▸ DOCUMENT PASSAGE
((

# Hilton Head, Charleston Restaurants



## w.bob (Jul 27, 2007)

We will be in Hilton Head for a week this Sept. and would be interested in hearing Tugger's recommendations for restaurants in Hilton Head. Will also be visiting Charleston for the day and would like a couple of suggestions for lunch or dinner while there. 

I have looked at a number of dinning sites like http://hhidining.com/ but many do not have actual reviews of the restaurants by patrons, just a write up about the place.
We like to read what the actual patron has to say and then take it for what it's worth. Thanks


----------



## MULTIZ321 (Jul 27, 2007)

w.bob

Sally's Place has Hilton Head Island Restaurant Reviews


Richard


----------



## MULTIZ321 (Jul 27, 2007)

Forgot to add - Sally's Place Charlestone Restaurant Reviews


Richard


----------



## w.bob (Jul 27, 2007)

Thanks Richard, First time I came across Sally's place. I will go through each area.
 I would still enjoy hearing Tug suggestions for their favorites.

))

▸ DATASET CONTENT
((

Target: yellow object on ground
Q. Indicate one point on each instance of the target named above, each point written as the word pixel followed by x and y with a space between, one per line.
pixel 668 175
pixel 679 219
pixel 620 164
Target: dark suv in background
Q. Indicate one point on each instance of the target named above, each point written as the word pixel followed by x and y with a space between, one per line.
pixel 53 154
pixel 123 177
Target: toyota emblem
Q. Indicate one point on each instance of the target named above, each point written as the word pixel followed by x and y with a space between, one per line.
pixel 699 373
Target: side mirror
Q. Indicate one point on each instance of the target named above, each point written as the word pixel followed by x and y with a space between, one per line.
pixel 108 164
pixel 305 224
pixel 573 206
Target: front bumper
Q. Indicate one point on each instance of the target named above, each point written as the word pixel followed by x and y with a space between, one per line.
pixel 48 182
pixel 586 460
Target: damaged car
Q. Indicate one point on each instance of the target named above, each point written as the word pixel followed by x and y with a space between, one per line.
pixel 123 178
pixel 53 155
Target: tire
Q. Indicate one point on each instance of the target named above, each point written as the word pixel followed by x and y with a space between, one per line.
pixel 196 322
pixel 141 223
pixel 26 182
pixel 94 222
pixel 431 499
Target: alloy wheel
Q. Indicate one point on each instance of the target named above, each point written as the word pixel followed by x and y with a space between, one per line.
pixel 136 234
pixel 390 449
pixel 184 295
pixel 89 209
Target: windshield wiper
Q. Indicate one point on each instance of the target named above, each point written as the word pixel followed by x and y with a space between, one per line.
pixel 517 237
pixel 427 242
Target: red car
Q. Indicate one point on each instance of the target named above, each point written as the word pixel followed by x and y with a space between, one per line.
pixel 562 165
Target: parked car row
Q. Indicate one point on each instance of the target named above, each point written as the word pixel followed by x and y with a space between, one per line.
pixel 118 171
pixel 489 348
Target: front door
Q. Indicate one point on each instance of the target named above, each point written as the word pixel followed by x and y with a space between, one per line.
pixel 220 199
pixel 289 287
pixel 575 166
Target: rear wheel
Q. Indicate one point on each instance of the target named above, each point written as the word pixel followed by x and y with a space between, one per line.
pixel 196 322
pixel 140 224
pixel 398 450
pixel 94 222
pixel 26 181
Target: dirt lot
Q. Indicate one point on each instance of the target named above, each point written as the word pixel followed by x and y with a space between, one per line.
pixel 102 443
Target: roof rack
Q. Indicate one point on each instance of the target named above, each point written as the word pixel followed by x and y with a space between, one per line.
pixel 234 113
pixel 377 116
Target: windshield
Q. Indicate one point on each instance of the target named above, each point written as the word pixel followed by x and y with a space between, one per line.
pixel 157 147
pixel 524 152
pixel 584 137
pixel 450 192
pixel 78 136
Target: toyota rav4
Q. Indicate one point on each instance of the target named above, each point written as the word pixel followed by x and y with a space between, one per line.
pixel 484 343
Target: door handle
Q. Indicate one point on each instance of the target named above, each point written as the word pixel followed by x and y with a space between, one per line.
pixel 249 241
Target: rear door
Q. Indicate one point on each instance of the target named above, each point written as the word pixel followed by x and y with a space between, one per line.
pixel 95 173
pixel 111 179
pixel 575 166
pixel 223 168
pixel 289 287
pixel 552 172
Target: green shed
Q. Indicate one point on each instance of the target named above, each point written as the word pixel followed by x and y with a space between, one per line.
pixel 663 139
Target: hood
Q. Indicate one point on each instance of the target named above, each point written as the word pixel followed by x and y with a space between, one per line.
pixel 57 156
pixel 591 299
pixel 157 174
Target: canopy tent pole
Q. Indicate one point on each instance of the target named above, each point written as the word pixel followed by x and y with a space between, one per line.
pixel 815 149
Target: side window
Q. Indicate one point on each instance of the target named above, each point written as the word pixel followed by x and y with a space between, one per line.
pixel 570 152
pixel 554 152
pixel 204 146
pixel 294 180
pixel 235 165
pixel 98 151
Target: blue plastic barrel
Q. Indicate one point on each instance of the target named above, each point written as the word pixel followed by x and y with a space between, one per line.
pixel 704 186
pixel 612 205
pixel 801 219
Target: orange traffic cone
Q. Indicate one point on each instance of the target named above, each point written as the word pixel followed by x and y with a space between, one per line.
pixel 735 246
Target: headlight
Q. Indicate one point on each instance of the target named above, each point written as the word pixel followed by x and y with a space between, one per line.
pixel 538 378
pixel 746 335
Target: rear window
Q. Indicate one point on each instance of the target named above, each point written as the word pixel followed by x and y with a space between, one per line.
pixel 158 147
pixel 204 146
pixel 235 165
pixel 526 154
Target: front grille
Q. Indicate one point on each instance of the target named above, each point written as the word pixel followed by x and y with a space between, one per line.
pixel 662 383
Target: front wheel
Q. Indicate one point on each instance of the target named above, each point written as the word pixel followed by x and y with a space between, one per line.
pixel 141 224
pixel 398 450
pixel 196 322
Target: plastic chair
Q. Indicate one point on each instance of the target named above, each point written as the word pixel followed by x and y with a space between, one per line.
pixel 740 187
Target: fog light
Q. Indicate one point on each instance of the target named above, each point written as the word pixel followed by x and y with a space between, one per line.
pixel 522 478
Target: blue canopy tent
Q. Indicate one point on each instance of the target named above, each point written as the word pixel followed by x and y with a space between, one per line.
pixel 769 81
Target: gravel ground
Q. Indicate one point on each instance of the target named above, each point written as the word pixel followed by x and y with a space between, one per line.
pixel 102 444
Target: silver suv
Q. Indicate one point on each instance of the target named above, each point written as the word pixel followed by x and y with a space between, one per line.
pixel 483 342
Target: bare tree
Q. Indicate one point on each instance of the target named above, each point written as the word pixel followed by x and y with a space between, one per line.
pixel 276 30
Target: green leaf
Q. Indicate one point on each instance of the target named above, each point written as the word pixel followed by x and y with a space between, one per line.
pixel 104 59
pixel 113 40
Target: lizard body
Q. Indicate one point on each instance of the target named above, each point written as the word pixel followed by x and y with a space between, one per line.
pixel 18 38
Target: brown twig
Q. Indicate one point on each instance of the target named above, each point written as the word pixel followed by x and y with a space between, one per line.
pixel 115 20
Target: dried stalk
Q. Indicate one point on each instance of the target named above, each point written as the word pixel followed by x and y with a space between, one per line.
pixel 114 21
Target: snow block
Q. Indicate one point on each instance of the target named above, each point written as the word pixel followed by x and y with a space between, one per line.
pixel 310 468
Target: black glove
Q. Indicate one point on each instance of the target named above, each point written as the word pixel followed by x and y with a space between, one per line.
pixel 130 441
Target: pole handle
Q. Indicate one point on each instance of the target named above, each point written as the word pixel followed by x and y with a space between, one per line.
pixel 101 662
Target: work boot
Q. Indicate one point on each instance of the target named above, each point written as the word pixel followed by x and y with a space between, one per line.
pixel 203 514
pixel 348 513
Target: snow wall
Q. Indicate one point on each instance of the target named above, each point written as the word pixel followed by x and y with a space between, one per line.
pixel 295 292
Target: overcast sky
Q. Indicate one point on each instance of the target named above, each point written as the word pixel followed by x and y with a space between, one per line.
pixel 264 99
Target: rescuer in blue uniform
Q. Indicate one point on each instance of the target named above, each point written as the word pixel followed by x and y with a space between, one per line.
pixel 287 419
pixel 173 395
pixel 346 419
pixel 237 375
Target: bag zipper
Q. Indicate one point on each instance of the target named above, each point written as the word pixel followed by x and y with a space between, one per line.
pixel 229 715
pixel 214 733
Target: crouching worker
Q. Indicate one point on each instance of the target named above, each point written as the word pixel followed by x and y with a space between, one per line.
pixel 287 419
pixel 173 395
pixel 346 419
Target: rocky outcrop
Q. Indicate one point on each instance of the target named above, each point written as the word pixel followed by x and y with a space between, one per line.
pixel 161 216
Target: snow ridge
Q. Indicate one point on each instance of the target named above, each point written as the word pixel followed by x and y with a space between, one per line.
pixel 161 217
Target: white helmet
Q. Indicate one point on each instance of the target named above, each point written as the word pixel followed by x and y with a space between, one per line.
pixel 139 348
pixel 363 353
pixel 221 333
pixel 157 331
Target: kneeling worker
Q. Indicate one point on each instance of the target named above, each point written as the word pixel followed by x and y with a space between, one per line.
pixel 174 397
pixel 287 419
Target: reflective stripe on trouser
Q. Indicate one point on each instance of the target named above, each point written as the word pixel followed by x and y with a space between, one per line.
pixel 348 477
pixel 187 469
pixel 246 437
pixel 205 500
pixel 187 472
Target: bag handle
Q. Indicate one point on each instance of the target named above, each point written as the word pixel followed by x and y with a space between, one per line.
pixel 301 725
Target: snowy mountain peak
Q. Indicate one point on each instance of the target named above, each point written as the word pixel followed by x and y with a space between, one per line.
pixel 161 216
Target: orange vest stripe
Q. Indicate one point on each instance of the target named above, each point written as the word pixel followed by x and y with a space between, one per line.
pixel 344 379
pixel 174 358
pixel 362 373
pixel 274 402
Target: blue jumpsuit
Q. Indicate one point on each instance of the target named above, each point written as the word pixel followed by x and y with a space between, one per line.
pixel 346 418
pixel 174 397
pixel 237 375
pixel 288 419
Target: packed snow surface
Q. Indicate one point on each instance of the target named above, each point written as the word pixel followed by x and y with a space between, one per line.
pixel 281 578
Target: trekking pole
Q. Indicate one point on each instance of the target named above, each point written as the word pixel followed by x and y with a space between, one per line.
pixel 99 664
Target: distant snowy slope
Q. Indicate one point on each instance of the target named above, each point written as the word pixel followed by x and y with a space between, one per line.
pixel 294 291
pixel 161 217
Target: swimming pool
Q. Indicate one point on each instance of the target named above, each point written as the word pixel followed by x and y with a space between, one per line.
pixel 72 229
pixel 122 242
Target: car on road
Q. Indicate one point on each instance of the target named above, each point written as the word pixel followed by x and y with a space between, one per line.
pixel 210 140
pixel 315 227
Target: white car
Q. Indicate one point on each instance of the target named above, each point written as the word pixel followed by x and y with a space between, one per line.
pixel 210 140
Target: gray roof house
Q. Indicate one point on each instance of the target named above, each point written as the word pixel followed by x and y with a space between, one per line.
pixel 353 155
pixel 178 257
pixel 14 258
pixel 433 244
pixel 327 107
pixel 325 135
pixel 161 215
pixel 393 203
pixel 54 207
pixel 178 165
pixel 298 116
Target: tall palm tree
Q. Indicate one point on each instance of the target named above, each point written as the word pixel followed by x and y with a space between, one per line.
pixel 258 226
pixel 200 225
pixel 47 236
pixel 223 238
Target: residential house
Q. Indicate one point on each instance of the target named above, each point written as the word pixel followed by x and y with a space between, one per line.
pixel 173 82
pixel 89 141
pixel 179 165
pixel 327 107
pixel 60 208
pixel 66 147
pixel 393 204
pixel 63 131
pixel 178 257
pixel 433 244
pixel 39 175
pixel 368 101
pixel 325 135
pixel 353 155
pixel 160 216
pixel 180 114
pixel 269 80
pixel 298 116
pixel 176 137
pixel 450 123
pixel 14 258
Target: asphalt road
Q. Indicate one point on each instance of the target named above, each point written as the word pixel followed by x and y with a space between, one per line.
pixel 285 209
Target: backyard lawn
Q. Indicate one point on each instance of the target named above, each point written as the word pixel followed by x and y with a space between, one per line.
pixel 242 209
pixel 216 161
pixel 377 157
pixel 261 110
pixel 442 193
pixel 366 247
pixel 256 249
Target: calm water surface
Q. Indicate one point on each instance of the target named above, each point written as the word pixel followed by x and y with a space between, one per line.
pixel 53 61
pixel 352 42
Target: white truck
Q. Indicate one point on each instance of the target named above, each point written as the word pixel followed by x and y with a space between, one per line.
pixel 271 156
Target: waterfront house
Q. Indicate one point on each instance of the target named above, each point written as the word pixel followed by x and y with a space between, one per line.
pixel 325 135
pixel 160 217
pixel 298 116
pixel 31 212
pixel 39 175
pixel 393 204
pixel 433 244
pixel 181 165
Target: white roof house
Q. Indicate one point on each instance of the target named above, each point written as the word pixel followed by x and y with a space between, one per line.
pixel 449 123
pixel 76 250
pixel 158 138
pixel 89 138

))

▸ THE PROBLEM
Pick up the Hilton Head restaurant thread after its last post and continue it. The records have nothing to do with the restaurant thread.

▸ REPLY TO THE EXERCISE
----------



## Deb from NC (Jul 27, 2007)

Red Fish is our favorite on Hilton Head.  In Charleston we really like
Magnolias.  It's hard to go wrong either place!
Enjoy...


----------



## Pat H (Jul 27, 2007)

Sunset Grille has excellent food.


----------



## Dave M (Jul 27, 2007)

Ditto, Sunset Grille. (Pat and I have been there together.  )

See post #2 in this linked thread for my favorites and some comments about each of them.


----------



## KenK (Jul 27, 2007)

Ya'll sure it was the food & not the company??



Dave M said:


> Ditto, Sunset Grille. (Pat and I have been there together.  )
> 
> See post #2 in this linked thread for my favorites and some comments about each of them.


----------



## Pat H (Jul 27, 2007)

KenK said:


> Ya'll sure it was the food & not the company??



It was definitely the food. Why would you think it was the company? :rofl: 

Okay, I'm only kidding. The company is so much better than the food anywhere!


----------



## jme (Jul 27, 2007)

*HHI restaurant list*

Fine dining (no particular order, but ALL OF THESE are "can't miss" category....tried and true!!!): Crane's Tavern, Charlie's L'Etoile Verte, Sunset Grille, Frankie Bones, Michael Anthony's, Santa Fe, Catch 22, The Studio, Marley's Island Grille, Redfish, Bonefish, Old Fort Pub, CQ's, Westin Hotel's seafood buffet. 

Casual seafood: Old Oyster Factory, Kingfisher, Crazy Crab at Harbour Town. (also, Westin Hotel's seafood buffet, but it's so good, and pricey, that I placed it in the fine dining category above )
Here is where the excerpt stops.